**Set exercise**
Pull out every line of the material below that contains the word "sponsor".

**Lines of data**
——————————
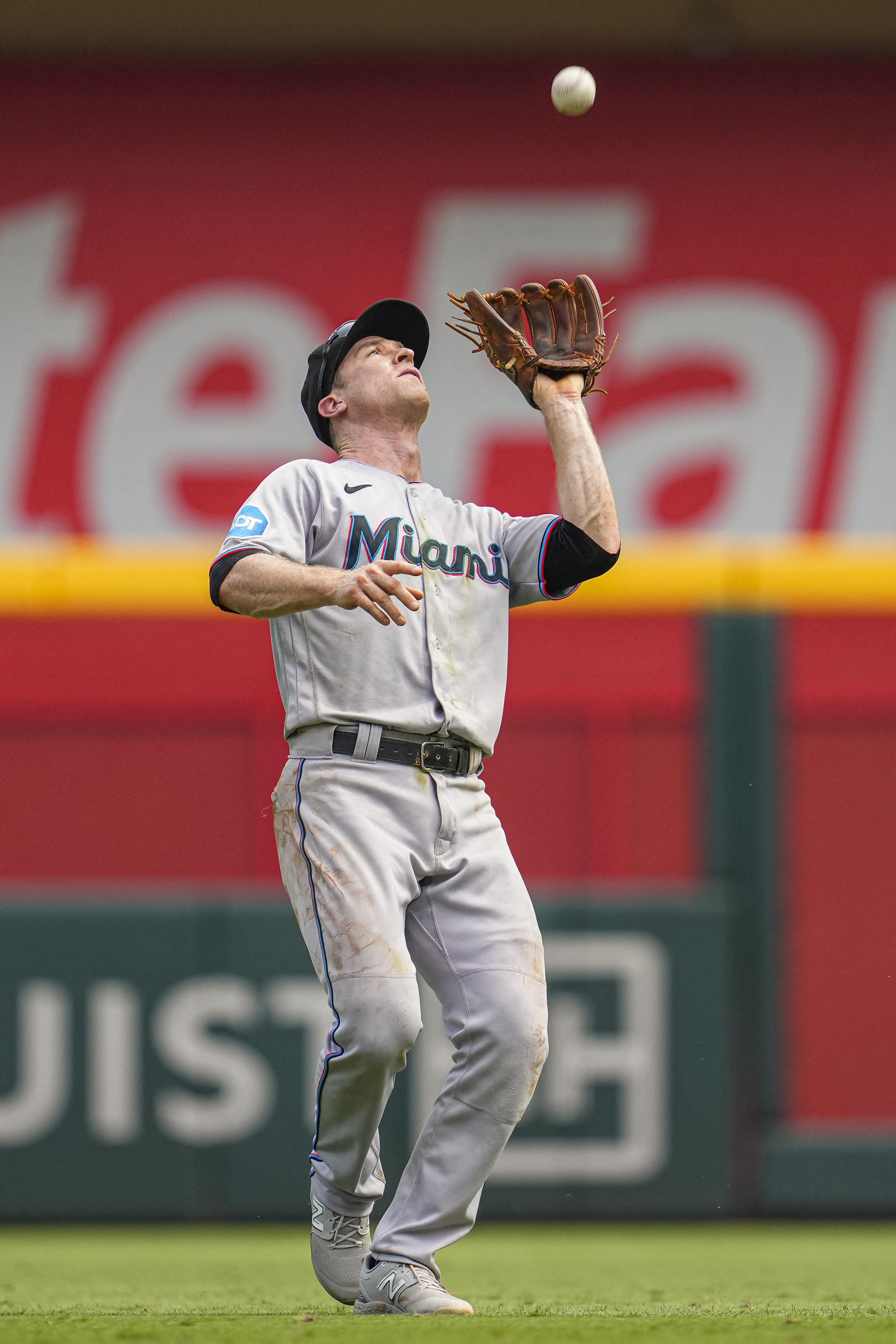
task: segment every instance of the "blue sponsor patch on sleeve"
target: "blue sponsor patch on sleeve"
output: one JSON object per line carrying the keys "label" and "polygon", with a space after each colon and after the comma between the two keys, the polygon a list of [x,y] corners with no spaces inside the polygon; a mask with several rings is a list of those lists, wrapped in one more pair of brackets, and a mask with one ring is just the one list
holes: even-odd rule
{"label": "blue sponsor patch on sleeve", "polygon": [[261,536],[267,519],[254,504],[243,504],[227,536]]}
——————————
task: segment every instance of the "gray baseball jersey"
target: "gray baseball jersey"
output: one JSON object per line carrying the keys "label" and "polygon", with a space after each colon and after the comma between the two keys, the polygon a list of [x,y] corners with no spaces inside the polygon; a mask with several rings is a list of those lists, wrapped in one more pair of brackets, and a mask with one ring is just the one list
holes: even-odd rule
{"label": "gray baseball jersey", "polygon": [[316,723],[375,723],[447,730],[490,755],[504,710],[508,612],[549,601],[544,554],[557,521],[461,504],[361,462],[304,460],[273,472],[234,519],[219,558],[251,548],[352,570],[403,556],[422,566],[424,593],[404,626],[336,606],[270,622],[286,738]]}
——————————
**Solution to this exercise**
task: segment every instance of the "blue sponsor patch on sleeve"
target: "blue sponsor patch on sleeve"
{"label": "blue sponsor patch on sleeve", "polygon": [[261,536],[267,519],[254,504],[243,504],[227,536]]}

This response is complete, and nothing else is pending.